Show each line of the records below that holds the word "window", copied in full. Case counts.

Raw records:
--- --- ---
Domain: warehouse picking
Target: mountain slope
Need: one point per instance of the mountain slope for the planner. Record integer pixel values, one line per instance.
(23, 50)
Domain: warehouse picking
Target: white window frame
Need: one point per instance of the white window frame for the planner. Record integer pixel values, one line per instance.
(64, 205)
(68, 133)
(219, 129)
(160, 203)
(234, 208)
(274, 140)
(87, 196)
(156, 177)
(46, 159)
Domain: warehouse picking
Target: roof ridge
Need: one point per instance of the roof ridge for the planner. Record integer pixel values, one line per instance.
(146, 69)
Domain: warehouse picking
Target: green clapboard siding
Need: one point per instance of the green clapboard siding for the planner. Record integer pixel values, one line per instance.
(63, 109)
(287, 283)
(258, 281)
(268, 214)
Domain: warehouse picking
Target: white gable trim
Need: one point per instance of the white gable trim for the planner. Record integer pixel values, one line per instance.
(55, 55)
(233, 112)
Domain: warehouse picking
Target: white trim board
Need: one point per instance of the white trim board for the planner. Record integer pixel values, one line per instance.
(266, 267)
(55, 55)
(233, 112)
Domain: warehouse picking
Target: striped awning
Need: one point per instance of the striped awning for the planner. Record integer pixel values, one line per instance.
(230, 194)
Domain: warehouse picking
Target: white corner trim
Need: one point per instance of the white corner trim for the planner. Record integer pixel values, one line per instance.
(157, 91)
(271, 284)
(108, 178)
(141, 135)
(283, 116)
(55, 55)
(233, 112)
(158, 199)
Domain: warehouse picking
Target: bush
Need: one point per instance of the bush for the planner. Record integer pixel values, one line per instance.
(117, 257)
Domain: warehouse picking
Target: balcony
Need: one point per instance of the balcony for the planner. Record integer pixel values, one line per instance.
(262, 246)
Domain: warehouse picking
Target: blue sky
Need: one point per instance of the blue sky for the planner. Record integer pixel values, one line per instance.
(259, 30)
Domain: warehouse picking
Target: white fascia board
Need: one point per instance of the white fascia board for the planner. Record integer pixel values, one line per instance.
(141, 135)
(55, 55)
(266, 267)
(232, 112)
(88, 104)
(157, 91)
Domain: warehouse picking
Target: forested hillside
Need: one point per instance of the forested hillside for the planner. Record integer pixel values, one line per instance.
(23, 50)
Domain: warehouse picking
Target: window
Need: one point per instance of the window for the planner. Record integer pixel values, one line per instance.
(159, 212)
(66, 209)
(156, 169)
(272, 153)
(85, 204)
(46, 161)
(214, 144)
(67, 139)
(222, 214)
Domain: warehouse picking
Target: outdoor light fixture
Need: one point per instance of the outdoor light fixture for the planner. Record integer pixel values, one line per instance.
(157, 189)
--- --- ---
Task response —
Target: white window frame
Need: one point per instance of the white window frame for the planner. Record integer pixel values, one line per instance.
Target: window
Need: one point per instance of the window for the planner. Record integer pixel values, one line per instance.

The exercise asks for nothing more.